What is expected - Every line below from the one with "SAMPLE: (138,436)" through the one with "TARGET: crane boom" should be retyped exactly, both ends included; no other lines and no pictures.

[[ Supplied entries open ]]

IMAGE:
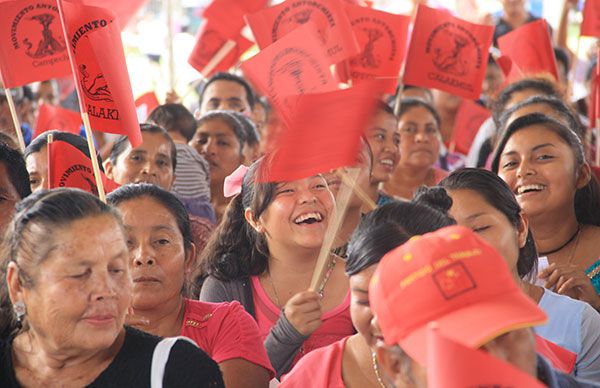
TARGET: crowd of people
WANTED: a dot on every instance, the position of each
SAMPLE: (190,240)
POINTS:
(197,271)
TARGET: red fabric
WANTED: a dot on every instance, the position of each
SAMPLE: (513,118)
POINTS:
(225,331)
(210,39)
(336,324)
(382,38)
(69,167)
(329,16)
(530,47)
(294,65)
(590,26)
(324,133)
(447,53)
(97,57)
(54,117)
(453,365)
(320,368)
(561,359)
(28,53)
(469,117)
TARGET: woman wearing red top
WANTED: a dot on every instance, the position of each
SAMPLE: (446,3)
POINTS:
(162,252)
(264,253)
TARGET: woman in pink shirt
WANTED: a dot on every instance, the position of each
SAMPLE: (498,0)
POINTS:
(162,256)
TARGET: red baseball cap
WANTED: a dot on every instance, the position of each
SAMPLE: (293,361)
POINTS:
(453,277)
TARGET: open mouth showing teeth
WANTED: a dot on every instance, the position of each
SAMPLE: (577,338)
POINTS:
(308,218)
(530,188)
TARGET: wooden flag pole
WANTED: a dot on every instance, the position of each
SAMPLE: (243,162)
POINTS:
(13,113)
(90,139)
(341,204)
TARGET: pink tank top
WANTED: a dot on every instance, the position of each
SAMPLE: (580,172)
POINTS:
(336,325)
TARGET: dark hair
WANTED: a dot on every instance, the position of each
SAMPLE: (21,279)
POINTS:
(407,104)
(498,195)
(174,117)
(388,227)
(167,200)
(587,199)
(543,86)
(235,250)
(567,115)
(75,140)
(16,169)
(31,232)
(252,135)
(229,119)
(123,142)
(222,76)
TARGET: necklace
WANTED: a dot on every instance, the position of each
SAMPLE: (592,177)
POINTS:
(321,288)
(376,369)
(570,240)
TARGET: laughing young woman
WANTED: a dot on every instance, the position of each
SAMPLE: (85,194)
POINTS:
(263,255)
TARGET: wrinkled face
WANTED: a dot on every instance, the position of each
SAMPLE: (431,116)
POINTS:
(360,309)
(384,139)
(470,209)
(541,170)
(298,215)
(157,254)
(37,167)
(150,162)
(82,291)
(419,138)
(225,95)
(216,141)
(8,198)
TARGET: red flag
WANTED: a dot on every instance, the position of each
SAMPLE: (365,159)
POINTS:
(210,40)
(447,53)
(296,64)
(32,46)
(453,365)
(530,47)
(323,133)
(69,167)
(54,117)
(98,61)
(382,38)
(590,26)
(145,104)
(469,117)
(329,16)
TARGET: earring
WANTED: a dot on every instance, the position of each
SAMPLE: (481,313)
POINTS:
(20,310)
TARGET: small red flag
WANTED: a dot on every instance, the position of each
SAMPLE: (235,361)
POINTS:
(447,53)
(469,117)
(294,65)
(453,365)
(145,104)
(329,16)
(69,167)
(323,133)
(530,47)
(383,40)
(590,26)
(210,40)
(54,117)
(98,61)
(32,46)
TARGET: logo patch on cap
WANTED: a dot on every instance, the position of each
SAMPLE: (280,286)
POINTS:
(454,280)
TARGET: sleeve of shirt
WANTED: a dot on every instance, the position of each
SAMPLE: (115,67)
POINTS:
(237,336)
(588,360)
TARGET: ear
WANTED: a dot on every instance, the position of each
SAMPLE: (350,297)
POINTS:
(523,229)
(249,216)
(15,288)
(584,175)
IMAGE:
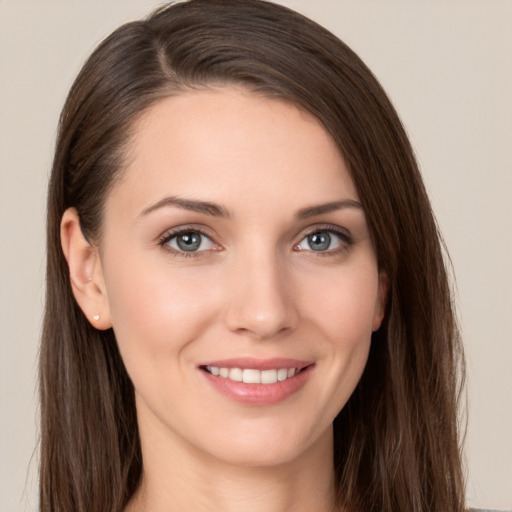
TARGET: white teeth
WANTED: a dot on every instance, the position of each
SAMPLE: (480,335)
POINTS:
(236,374)
(268,376)
(252,376)
(282,374)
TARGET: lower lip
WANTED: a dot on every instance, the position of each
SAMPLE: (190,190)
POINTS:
(259,394)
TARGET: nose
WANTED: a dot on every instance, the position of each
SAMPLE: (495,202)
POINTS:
(260,304)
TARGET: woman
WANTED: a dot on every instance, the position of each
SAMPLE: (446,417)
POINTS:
(247,304)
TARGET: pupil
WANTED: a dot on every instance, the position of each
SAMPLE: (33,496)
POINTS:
(189,241)
(319,241)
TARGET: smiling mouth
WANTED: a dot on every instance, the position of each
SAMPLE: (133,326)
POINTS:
(253,376)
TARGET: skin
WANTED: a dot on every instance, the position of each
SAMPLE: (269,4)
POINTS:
(256,288)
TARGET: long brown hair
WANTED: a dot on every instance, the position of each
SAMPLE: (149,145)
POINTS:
(396,440)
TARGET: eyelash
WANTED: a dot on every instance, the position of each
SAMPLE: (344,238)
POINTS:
(169,235)
(346,240)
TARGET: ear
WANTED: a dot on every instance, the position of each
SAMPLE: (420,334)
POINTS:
(382,299)
(85,271)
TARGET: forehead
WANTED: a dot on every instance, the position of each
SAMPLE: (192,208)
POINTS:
(231,145)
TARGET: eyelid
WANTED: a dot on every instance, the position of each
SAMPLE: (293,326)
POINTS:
(343,233)
(186,228)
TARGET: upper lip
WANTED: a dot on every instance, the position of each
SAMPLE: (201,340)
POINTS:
(259,364)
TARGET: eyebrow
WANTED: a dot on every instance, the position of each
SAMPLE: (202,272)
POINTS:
(193,205)
(312,211)
(217,210)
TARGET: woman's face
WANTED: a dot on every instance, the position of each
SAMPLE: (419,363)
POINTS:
(234,247)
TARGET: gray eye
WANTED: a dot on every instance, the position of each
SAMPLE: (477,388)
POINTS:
(319,241)
(190,241)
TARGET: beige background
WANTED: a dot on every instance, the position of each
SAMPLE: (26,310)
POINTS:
(447,65)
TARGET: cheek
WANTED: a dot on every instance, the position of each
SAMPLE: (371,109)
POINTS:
(345,303)
(158,310)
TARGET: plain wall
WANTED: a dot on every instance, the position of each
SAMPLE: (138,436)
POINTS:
(447,65)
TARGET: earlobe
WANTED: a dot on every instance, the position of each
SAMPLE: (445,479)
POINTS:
(85,271)
(382,299)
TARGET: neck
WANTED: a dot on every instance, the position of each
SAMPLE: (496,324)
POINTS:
(178,478)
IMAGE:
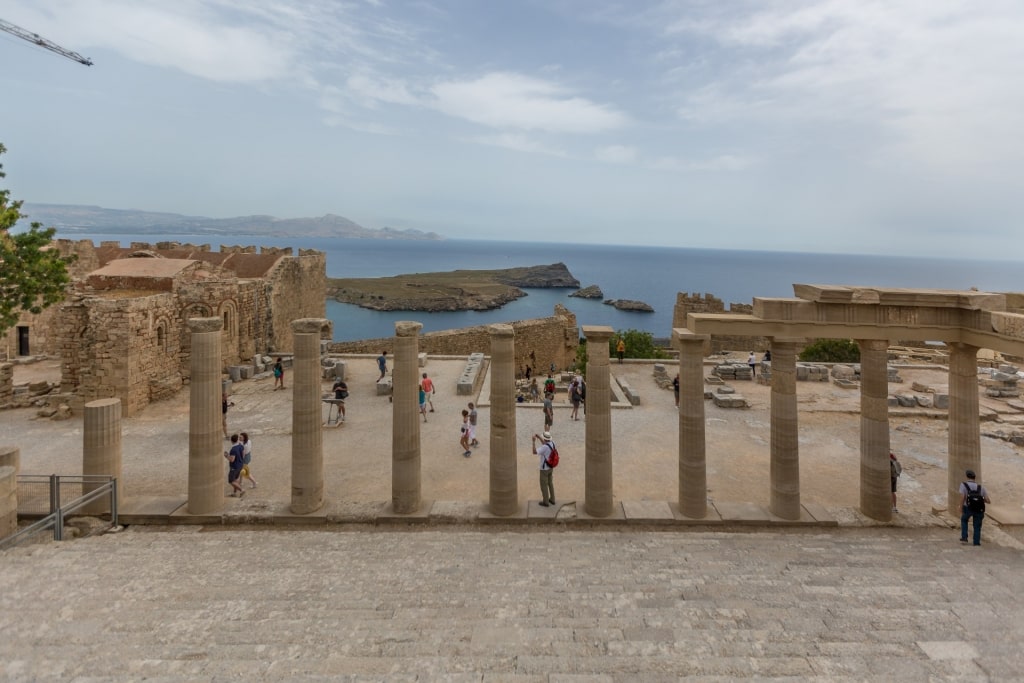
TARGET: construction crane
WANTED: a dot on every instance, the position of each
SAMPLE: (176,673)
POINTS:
(42,42)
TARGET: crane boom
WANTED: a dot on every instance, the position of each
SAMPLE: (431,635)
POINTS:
(42,42)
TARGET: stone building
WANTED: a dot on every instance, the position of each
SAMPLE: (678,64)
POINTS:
(122,332)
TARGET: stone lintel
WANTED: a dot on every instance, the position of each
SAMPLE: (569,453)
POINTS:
(597,333)
(205,324)
(407,328)
(309,326)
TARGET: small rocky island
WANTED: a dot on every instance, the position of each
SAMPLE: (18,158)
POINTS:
(458,290)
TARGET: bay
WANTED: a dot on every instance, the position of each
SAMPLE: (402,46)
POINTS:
(647,273)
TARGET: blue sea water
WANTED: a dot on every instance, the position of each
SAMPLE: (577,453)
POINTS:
(651,274)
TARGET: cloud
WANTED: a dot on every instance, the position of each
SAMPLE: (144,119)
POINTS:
(507,100)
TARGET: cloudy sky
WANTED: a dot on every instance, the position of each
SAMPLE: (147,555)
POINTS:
(834,125)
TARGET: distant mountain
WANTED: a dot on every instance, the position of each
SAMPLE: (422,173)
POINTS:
(71,219)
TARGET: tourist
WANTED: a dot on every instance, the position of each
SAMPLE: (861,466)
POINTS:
(235,462)
(547,478)
(428,387)
(973,500)
(464,435)
(895,469)
(247,459)
(574,399)
(224,404)
(340,389)
(472,425)
(279,375)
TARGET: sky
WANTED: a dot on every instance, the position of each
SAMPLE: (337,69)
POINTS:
(859,126)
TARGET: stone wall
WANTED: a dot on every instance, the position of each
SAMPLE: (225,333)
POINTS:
(539,342)
(695,303)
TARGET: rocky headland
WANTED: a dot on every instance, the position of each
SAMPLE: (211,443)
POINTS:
(458,290)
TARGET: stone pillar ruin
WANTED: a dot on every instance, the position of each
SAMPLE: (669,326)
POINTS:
(10,462)
(101,449)
(784,431)
(406,475)
(206,463)
(504,454)
(876,491)
(598,489)
(307,437)
(692,457)
(965,429)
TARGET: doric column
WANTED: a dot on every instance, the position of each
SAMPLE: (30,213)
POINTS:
(406,424)
(307,435)
(101,447)
(504,470)
(784,432)
(876,492)
(965,430)
(692,458)
(206,463)
(598,472)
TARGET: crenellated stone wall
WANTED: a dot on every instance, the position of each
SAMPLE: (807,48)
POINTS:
(540,342)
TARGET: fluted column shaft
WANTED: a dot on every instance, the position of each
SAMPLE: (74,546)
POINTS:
(101,449)
(598,469)
(504,468)
(965,430)
(206,463)
(784,431)
(876,492)
(406,476)
(692,457)
(307,435)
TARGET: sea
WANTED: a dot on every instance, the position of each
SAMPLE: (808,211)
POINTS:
(651,274)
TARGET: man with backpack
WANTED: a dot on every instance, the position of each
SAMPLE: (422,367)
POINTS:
(549,460)
(973,500)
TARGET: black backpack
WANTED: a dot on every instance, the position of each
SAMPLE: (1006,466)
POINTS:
(975,501)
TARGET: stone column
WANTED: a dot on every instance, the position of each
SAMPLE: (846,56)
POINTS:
(406,476)
(206,462)
(307,437)
(965,430)
(692,461)
(504,469)
(101,447)
(598,485)
(876,491)
(784,432)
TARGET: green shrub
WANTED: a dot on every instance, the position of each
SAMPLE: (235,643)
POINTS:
(832,350)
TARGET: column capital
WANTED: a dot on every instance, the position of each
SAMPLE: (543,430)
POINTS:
(598,333)
(205,324)
(309,325)
(407,329)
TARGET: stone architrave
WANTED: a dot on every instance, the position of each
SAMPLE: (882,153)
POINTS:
(504,468)
(101,449)
(406,475)
(784,431)
(598,486)
(876,489)
(692,456)
(206,463)
(965,430)
(307,436)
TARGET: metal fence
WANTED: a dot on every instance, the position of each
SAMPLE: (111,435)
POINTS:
(54,497)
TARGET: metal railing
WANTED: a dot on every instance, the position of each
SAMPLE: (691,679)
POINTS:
(43,495)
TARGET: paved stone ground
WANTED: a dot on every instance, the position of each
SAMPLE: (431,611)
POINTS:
(509,604)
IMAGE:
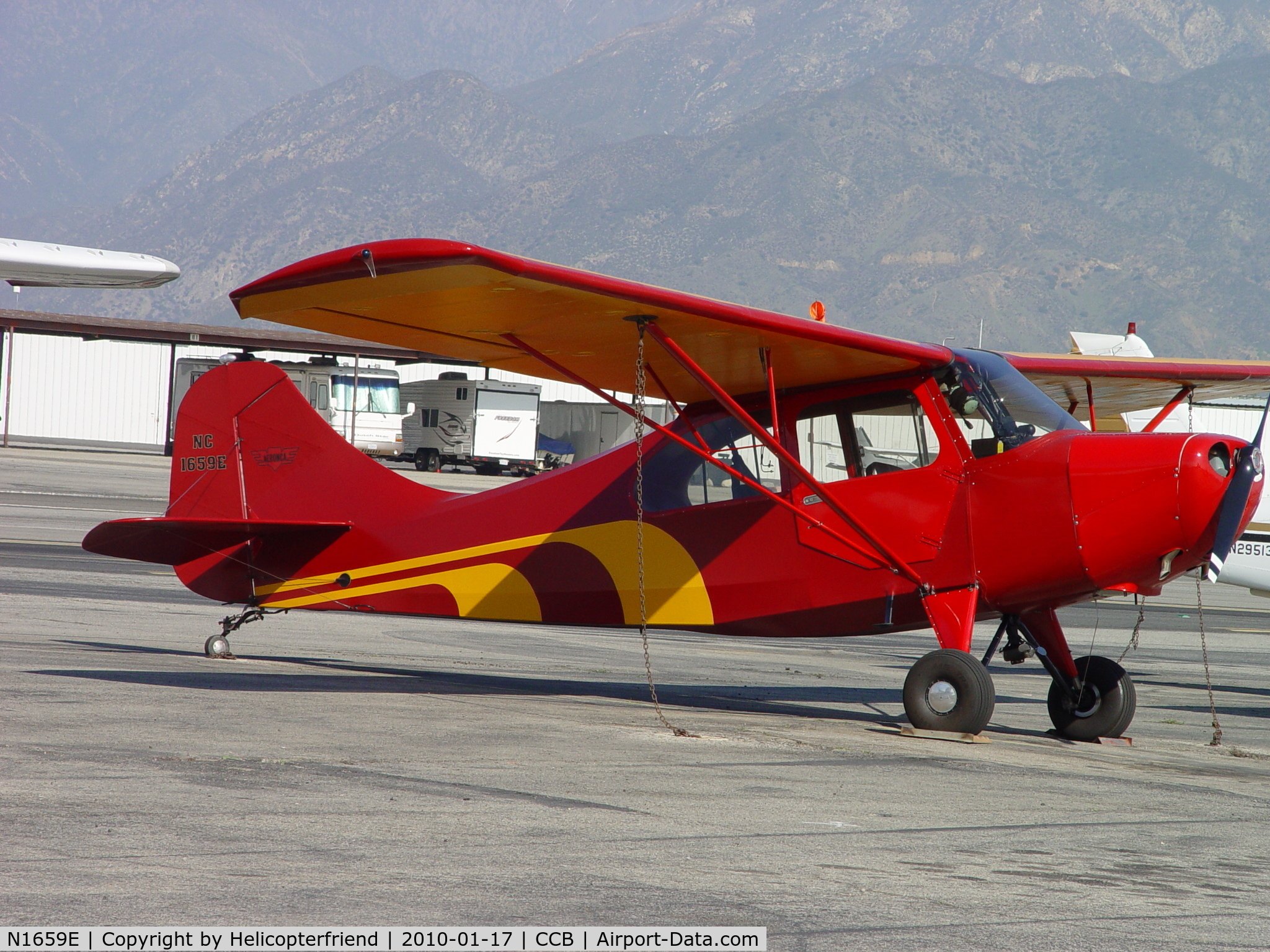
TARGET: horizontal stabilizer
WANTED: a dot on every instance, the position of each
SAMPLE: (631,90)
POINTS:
(179,541)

[[ Supplied entries closed ]]

Solution to this task -
SAMPLE: (138,436)
POINTS:
(447,65)
TARGET: earlobe
WANTED: a dot on every instance, the position of each
SAMPLE: (445,479)
POINTS:
(85,271)
(382,299)
TARGET: neck
WANTED: a dot on every instance, the position of each
SAMPLE: (496,324)
POINTS:
(178,478)
IMAGE:
TARGET: construction crane
WANTED: a dot on every instance, the position of each
SAMPLE: (176,673)
POINTS:
(42,42)
TARGET: crane boom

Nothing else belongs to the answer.